**What the exercise asks**
Convert the data below into a JSON list of strings, one string per line, with blank lines omitted. Leave out the pictures.

[START OF Data section]

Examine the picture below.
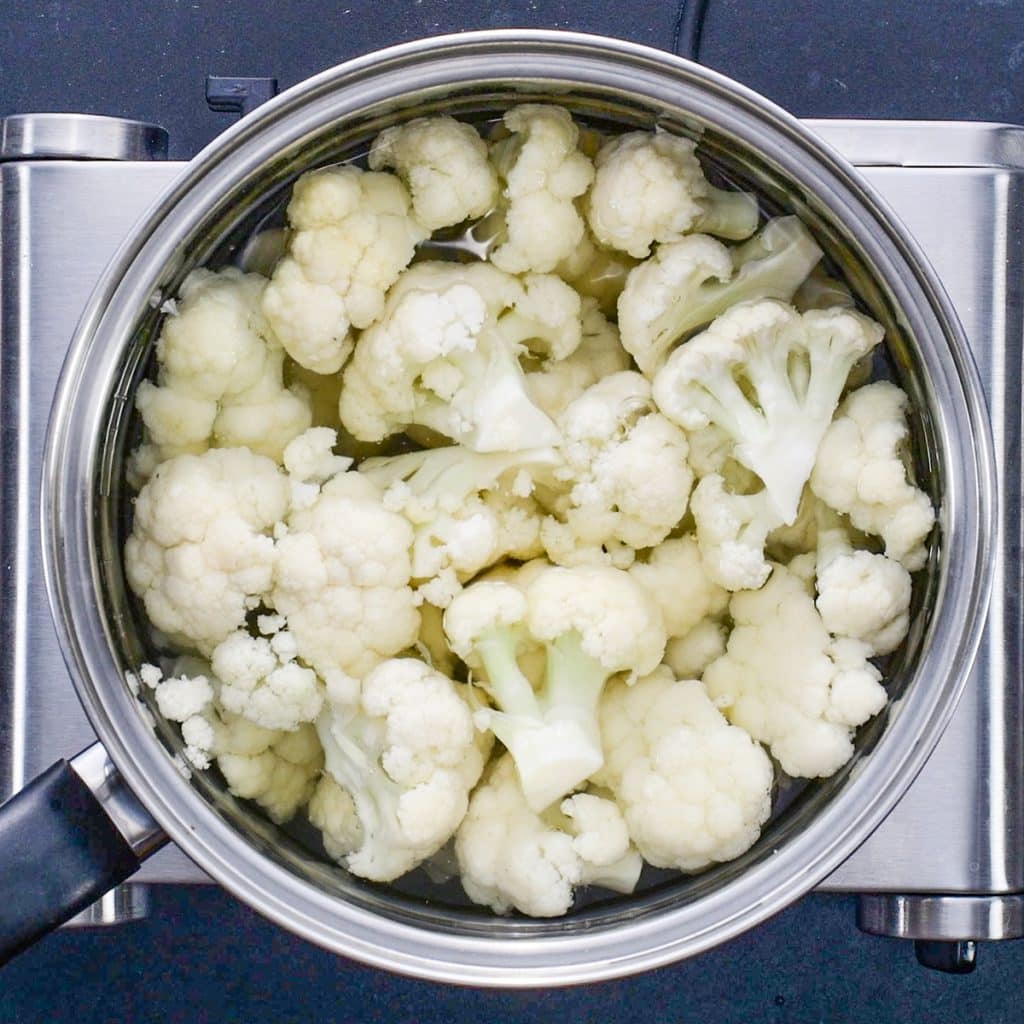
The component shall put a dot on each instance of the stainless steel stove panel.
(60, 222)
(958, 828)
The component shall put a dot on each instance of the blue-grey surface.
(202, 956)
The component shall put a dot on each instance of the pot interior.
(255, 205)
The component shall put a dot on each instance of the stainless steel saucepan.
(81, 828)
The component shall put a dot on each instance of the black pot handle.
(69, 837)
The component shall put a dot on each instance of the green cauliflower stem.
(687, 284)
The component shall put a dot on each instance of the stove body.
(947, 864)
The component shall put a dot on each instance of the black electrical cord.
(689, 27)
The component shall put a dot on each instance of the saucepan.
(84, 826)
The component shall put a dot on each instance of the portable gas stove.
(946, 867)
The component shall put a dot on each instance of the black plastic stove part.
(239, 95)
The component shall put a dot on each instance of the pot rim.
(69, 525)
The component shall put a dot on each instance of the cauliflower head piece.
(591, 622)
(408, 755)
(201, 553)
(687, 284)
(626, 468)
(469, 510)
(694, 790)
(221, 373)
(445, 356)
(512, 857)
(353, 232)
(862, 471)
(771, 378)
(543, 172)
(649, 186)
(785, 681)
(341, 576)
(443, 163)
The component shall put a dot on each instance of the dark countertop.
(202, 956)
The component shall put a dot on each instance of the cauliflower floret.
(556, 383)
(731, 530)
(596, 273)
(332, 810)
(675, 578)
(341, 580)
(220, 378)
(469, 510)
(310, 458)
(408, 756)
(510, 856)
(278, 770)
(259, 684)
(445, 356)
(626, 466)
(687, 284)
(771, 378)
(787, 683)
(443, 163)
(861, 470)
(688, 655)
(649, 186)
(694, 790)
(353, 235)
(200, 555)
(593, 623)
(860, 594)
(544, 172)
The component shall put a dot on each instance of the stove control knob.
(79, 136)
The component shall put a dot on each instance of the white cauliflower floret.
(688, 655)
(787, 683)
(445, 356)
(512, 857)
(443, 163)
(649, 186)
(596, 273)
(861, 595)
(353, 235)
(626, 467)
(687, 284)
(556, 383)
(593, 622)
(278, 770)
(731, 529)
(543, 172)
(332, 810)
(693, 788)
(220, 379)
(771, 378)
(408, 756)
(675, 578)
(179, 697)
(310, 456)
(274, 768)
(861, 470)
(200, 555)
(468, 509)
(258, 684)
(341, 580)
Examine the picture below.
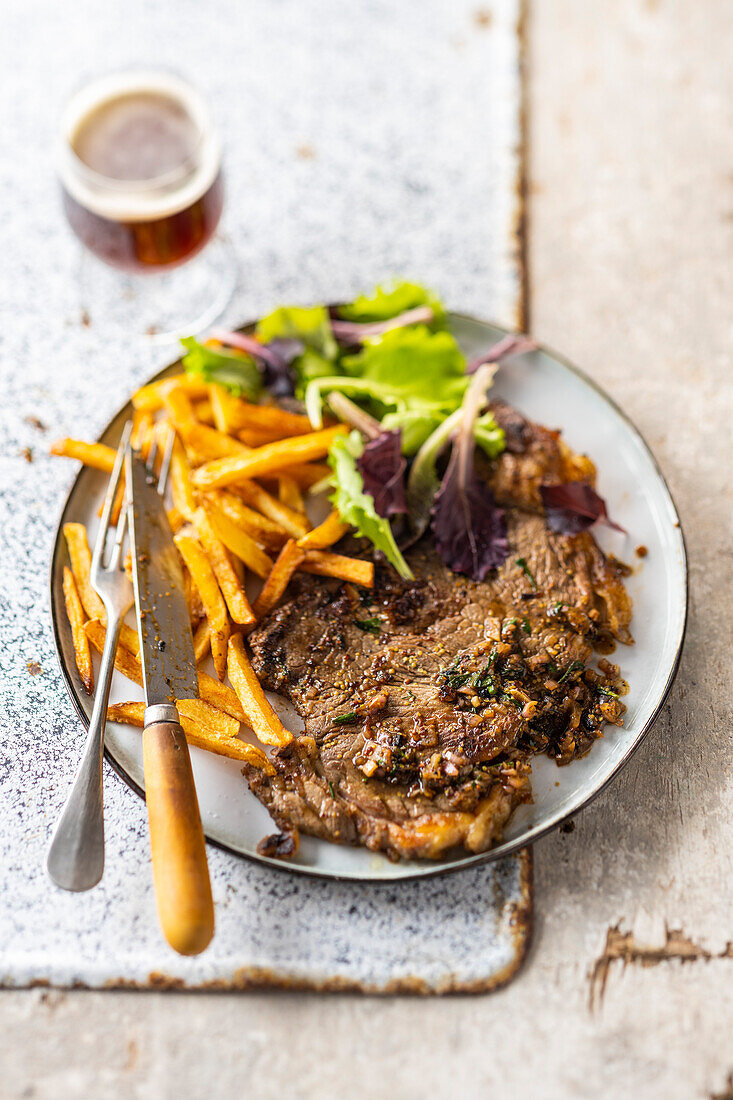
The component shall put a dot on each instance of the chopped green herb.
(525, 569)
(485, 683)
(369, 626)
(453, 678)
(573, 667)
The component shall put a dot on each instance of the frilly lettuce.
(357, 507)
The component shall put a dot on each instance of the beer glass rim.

[END OF Data section]

**Exercise result**
[
  "Examine the picture below.",
  "The component shall put a dot on each instance of the stainless steel stove panel.",
  "(60, 222)",
  "(958, 828)",
  "The component shall put a dot on each instance of the blue-grey surface.",
  "(202, 956)",
  "The component shall put a dot on each instance of the pot interior.",
  "(255, 205)",
  "The component shall put a dot on each instance of the stainless steel saucepan.",
  "(81, 828)",
  "The component shall put a dot on each instance of the black pot handle.",
  "(69, 837)",
  "The component shall put a dot on each instance of the green cauliflower stem.",
  "(687, 284)",
  "The component shall put a dot on each instance of the stove body.",
  "(947, 864)",
  "The component shall put a dot on each instance of the black electrical cord.",
  "(689, 27)",
  "The component shall put a dot on each instance of the saucepan.",
  "(84, 826)",
  "The component shall put a dot on each instance of the portable gas stove.",
  "(946, 867)",
  "The component shall put a dot on each instance of the black plastic stove part.",
  "(239, 95)",
  "The component shall put a dot on each instance of the pot rim.",
  "(69, 525)",
  "The component shall put a dot on each instance of the cauliflower head piece.",
  "(591, 622)",
  "(408, 755)",
  "(201, 553)",
  "(687, 284)",
  "(626, 468)",
  "(469, 510)",
  "(694, 790)",
  "(221, 373)",
  "(445, 356)",
  "(512, 857)",
  "(353, 232)",
  "(862, 471)",
  "(771, 378)",
  "(543, 172)",
  "(649, 186)",
  "(785, 681)",
  "(341, 576)",
  "(443, 163)",
  "The component shall put a dot on each instance of the dark countertop.",
  "(202, 956)",
  "The component shall put a dot on each instance of the cauliflower floret.",
  "(556, 383)",
  "(731, 530)",
  "(596, 273)",
  "(332, 810)",
  "(675, 578)",
  "(341, 580)",
  "(220, 378)",
  "(469, 510)",
  "(310, 458)",
  "(408, 756)",
  "(510, 856)",
  "(278, 770)",
  "(259, 684)",
  "(445, 356)",
  "(626, 466)",
  "(687, 284)",
  "(771, 378)",
  "(787, 683)",
  "(443, 163)",
  "(861, 470)",
  "(688, 655)",
  "(649, 186)",
  "(694, 790)",
  "(353, 235)",
  "(200, 555)",
  "(593, 623)",
  "(860, 594)",
  "(544, 172)",
  "The component shall put a dot on each instance of the stove control knob.",
  "(79, 136)",
  "The component shall put a dot on each instance of the white cauliflower floret.",
  "(688, 655)",
  "(787, 683)",
  "(445, 356)",
  "(512, 857)",
  "(443, 163)",
  "(649, 186)",
  "(596, 273)",
  "(861, 595)",
  "(353, 235)",
  "(626, 467)",
  "(687, 284)",
  "(556, 383)",
  "(593, 622)",
  "(278, 770)",
  "(731, 529)",
  "(543, 172)",
  "(332, 810)",
  "(693, 788)",
  "(220, 379)",
  "(771, 378)",
  "(408, 756)",
  "(675, 578)",
  "(179, 697)",
  "(310, 456)",
  "(274, 768)",
  "(861, 470)",
  "(200, 555)",
  "(468, 509)",
  "(258, 684)",
  "(341, 580)",
  "Examine the picture below.",
  "The component shall put a dot on each instance of the chopped green herb.",
  "(525, 569)",
  "(485, 683)",
  "(369, 626)",
  "(453, 678)",
  "(573, 667)",
  "The component shall put a dot on each instance of the frilly lettuce.",
  "(357, 507)",
  "The component shall put a dot on each instance of the beer glass rim."
]